What to produce: Rescale the material from the line with "If I wanted to draw a bounding box around the throw" up to and including the line with "[388,164,622,251]" by multiplying every box coordinate by 1.1 and rounding to whole numbers, with halves rounded up. Return only every line in that stretch, keeping the text lines unchanged.

Stored data entries:
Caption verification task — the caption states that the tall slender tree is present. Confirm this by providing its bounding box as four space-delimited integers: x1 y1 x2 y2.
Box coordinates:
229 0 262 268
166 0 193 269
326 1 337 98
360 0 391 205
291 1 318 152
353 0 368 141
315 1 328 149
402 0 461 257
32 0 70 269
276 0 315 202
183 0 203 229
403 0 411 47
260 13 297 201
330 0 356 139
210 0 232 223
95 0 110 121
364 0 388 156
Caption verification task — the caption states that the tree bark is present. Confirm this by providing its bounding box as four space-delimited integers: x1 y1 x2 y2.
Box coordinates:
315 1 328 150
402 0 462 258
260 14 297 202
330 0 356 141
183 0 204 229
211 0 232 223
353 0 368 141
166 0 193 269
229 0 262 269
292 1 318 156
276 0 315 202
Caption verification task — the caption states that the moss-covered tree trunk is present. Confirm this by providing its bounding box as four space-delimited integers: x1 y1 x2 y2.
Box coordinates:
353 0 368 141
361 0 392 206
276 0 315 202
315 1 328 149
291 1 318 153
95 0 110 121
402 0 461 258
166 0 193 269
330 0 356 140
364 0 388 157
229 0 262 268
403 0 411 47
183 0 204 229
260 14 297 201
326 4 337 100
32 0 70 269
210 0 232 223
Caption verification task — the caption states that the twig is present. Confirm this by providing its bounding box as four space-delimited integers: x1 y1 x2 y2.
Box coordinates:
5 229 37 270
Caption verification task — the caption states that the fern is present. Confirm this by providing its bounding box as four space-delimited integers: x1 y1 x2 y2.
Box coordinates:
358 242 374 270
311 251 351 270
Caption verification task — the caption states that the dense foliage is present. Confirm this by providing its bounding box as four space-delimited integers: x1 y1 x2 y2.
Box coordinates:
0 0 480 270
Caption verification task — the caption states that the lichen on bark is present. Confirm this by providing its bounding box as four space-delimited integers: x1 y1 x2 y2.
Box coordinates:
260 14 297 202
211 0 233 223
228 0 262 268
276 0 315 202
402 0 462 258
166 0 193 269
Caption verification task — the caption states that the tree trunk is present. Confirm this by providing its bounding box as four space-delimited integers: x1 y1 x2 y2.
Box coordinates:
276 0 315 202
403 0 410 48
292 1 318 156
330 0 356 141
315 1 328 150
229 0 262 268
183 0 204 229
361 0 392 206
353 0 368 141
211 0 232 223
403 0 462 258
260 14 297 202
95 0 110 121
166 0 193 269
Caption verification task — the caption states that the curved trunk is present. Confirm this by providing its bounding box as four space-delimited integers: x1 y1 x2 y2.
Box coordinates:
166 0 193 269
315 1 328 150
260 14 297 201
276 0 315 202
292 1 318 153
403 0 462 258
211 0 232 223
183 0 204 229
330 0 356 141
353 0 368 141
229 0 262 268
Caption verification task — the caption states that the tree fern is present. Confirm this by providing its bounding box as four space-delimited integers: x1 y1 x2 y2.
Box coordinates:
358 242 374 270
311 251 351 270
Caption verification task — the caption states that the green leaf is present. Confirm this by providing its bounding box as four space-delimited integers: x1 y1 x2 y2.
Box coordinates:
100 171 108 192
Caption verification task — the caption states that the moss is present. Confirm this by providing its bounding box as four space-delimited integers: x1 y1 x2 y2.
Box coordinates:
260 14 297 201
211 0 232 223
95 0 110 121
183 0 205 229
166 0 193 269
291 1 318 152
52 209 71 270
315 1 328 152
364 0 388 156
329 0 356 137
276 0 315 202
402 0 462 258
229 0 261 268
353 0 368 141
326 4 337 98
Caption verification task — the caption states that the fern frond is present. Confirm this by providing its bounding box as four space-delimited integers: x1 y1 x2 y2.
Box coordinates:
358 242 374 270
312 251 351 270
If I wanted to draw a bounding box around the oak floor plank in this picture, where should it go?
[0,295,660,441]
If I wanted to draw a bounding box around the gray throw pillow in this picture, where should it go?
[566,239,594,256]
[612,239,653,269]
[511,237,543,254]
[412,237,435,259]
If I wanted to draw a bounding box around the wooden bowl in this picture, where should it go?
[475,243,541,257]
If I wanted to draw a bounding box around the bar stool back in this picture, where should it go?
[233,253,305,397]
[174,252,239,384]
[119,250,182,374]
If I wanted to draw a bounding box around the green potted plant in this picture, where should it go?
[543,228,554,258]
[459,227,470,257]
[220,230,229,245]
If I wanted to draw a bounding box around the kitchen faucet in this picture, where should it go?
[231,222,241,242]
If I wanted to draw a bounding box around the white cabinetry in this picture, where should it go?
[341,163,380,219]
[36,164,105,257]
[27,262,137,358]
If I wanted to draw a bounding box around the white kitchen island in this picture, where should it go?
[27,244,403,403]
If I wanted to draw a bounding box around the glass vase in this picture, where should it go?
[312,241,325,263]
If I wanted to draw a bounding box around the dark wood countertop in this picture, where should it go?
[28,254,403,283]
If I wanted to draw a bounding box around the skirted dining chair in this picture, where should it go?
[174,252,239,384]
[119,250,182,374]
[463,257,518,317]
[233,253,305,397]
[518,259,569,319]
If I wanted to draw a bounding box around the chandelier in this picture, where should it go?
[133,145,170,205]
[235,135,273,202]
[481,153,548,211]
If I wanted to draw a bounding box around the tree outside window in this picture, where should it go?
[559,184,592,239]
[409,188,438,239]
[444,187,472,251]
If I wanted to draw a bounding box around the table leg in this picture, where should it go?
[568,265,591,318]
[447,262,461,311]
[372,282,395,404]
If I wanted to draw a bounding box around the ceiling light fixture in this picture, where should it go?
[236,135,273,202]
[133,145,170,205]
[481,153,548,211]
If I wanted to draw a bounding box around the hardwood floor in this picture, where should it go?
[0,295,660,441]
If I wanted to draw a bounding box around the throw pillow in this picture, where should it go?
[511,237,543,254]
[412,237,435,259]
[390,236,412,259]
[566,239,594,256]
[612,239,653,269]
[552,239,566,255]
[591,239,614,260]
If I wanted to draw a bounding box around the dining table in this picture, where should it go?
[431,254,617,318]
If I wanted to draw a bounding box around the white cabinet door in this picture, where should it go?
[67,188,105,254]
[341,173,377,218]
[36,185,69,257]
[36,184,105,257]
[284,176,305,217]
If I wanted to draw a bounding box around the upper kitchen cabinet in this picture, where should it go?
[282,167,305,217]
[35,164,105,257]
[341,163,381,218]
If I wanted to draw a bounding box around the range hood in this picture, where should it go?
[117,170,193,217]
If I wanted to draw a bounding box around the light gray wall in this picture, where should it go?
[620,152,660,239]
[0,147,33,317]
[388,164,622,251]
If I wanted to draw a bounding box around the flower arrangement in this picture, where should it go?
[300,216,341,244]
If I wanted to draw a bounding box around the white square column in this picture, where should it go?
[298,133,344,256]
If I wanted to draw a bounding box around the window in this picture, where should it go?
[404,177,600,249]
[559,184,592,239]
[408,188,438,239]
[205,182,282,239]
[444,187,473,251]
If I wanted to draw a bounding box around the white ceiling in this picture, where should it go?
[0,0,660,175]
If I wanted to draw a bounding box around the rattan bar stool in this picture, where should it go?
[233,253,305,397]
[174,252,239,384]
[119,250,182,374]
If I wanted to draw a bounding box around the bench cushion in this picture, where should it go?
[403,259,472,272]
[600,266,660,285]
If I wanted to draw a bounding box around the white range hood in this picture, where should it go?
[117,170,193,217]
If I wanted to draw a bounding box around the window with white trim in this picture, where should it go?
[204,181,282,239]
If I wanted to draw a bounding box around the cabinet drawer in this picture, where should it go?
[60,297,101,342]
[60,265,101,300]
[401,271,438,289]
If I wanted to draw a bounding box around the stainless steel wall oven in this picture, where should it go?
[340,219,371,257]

Reply to the task:
If I wanted to draw a bounding box around the throw pillow in this picture, where should it go?
[562,261,597,279]
[453,261,479,285]
[429,260,453,285]
[623,263,653,282]
[673,263,718,296]
[607,263,623,281]
[650,263,675,286]
If I wanted to draw a bounding box around the dining table in this picture, where should it go?
[474,279,679,350]
If I wanted to draw a bounding box around the white cabinet door in this picture, where should it go?
[74,207,116,279]
[375,190,415,240]
[40,204,76,283]
[40,202,116,283]
[312,194,336,239]
If I wanted to draw a bounding box around the upper kitchen cabinet in this picture, where should it go?
[310,184,336,239]
[39,180,116,283]
[375,179,419,240]
If I wanted to draw a bounding box around the range hood in this picture, where should it go?
[129,187,212,239]
If I wanted to draw a bounding box around the light gray wall in this picture, where should it go?
[682,167,726,263]
[0,162,36,349]
[427,180,684,276]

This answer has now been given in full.